TASK BRIEF:
In the course reflection, list each thing the writer says they have observed or seen among classmates on the course.

=== DOCUMENT SECTION ===

A short term effect - Intervention 3.

A couple of weeks ago I decided that I wanted to try something more extreme…

On this course I’ve met some amazing individuals and observed some of the fantastic concepts they are coming up with for their projects. I’ve also seen a bit of procrastination which was discussed during a couple of lessons with Richard and Sasha. Like me, I’ve seen some of my classmates worry if their project was any good. I do think most of us on the course keep our cards quite close to our chest. We have all felt at times over the past few weeks revealed some securities in volunteering our ideas to a wider group. Some of us have confided in others whilst some have laid bare their infuriating ‘writers block’. We were all seeking some form of perfection. A perfection we were never going to attain.



The intervention with the group.

I decided that I would tell all of the group individually that I was to use their idea but rather than exactly replicate it, I would almost quite arrogantly suggest that my idea would be a better one. I was intrigued to see their reaction. To initialise a creative jealousy and to determine if they felt as passionate about their project as they were at the beginning. In truth I wasn’t exactly sure what I wanted to achieve, but I certainly knew that my own question needed a massive jolt.


It’s difficult to leave the teacher behind while I’ve been on this course. And due to the ideas, I’m having, I felt a natural instinct to try and help motivate individuals around me. I did feel that I may upset someone with this but thought it may be worth the risk for either party. I felt it might be just what we all needed. I wondered what my reaction would be if someone told me that they were in effect doing a very similar project to me.

=== RECORD EXTRACTS ===

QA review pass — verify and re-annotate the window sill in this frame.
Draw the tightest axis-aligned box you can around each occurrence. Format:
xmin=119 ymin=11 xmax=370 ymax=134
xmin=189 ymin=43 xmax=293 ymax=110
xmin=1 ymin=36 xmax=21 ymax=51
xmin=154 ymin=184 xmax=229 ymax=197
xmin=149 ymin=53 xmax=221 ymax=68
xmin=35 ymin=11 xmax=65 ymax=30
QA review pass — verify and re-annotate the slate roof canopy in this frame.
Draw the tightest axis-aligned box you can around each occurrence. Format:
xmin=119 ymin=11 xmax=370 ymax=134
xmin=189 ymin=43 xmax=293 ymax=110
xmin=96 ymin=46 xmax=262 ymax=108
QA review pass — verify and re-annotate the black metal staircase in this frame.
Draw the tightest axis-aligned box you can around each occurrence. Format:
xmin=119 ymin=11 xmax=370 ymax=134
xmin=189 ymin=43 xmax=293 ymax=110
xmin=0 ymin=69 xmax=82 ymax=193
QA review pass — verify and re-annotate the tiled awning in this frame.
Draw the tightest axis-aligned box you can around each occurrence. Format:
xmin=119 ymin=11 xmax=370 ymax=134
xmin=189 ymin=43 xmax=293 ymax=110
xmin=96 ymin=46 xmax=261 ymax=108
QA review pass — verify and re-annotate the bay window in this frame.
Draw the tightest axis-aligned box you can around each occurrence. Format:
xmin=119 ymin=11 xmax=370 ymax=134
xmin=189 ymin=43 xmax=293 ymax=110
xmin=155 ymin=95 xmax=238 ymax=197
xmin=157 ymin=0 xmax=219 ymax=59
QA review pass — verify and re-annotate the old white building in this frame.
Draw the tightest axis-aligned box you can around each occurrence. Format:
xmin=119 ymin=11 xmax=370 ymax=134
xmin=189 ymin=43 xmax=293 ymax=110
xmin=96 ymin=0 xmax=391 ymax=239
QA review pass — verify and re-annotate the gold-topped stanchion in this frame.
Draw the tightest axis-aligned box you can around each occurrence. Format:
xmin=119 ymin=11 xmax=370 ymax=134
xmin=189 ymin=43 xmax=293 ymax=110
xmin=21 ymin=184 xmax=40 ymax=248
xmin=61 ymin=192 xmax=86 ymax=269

===

THE REPLY:
- Fantastic concepts classmates are coming up with for their projects
- A bit of procrastination
- Classmates worrying if their project was any good